BEGIN GIVEN TEXT
# Canon 24-70 II + 70-200 f2.8 IS II is one GREAT combo



## Dylan777 (Feb 20, 2014)

Last Jan, I got a chance to be a primary photographer to shoot Tet celebration http://www.tetvietnamsj.com/ at Saint Columban Church. It’s a small private catholic school.

Long story short, the Vietnamese parents did an outstanding job organizing the Tet celebration. They got strong supports from school principle and all the teachers. 

As always, I brought all the gear I have including the 400mm f2.8 IS II to the event. I took about 700ish photos. 
1.	85% of the photos taken with 24-70 II + 70-200 f2.8 IS II combo
2.	15% taken with 50L + 135L combo

Shooting with 2 bodies including 24-70 II + 70-200 f2.8 IS II combo is so much easy. Missing shots is almost impossible. I’m glad I pulled trigger on second 5D III.

Here is the link of Tet celebration: http://albums.phanfare.com/isolated/qT0bsDqk/1/6425720#imageID=208599092 These are just preparation photos. There are so much more photos that I wish I can share with CR community – kids getting red envelop, dragon dances etc…but I must respect the parents & students privacy.
END GIVEN TEXT
BEGIN RECORD LIST
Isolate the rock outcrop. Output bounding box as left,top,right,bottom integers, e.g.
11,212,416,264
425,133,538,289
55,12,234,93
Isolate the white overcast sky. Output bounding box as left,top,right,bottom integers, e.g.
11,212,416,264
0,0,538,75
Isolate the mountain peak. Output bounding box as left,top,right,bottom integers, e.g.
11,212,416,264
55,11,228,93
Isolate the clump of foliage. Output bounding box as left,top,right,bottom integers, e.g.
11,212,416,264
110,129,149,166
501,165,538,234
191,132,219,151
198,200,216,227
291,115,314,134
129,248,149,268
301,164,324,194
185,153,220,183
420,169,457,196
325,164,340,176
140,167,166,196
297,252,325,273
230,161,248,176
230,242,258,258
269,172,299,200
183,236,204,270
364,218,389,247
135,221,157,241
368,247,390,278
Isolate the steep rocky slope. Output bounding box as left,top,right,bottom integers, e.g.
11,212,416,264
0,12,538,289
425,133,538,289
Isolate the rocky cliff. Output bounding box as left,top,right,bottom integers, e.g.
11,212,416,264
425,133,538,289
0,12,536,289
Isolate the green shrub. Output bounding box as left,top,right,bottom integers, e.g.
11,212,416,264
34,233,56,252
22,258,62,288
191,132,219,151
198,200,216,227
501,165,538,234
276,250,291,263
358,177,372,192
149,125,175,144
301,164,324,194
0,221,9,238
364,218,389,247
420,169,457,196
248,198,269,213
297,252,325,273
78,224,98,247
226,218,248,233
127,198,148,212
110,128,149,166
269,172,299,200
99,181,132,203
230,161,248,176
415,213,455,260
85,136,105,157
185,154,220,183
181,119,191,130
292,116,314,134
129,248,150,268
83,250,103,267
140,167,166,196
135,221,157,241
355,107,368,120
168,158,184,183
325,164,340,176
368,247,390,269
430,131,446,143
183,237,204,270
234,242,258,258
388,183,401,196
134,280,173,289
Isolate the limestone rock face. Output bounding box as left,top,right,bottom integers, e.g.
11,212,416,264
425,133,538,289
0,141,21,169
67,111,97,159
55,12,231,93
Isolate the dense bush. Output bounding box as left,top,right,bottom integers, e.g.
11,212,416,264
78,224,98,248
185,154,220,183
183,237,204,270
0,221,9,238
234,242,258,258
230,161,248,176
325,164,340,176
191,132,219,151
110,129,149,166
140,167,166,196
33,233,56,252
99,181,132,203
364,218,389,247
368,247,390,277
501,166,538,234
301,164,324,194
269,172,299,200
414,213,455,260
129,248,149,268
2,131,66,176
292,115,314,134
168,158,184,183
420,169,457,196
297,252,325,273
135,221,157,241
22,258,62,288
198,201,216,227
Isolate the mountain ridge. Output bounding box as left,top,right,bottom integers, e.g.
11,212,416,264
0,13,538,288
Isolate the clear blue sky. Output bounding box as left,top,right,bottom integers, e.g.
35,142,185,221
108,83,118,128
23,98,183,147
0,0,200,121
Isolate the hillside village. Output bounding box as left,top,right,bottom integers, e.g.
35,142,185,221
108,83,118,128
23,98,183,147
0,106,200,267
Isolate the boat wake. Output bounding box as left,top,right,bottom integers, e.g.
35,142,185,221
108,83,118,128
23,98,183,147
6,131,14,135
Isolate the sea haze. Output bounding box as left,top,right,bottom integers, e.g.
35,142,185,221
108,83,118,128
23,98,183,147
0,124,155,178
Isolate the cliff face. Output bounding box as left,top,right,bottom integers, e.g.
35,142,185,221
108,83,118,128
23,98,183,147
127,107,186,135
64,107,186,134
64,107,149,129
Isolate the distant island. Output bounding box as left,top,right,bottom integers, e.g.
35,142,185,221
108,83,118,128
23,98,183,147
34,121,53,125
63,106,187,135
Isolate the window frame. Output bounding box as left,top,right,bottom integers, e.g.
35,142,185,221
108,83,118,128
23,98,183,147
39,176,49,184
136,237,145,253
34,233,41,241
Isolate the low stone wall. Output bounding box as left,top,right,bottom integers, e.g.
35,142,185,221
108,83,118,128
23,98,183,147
END RECORD LIST
Copy the forum post between "As always, I" and "second 5D III.", inclusive, and replace "bodies" with "cameras". The entries have no role in this work.

As always, I brought all the gear I have including the 400mm f2.8 IS II to the event. I took about 700ish photos. 
1.	85% of the photos taken with 24-70 II + 70-200 f2.8 IS II combo
2.	15% taken with 50L + 135L combo

Shooting with 2 cameras including 24-70 II + 70-200 f2.8 IS II combo is so much easy. Missing shots is almost impossible. I’m glad I pulled trigger on second 5D III.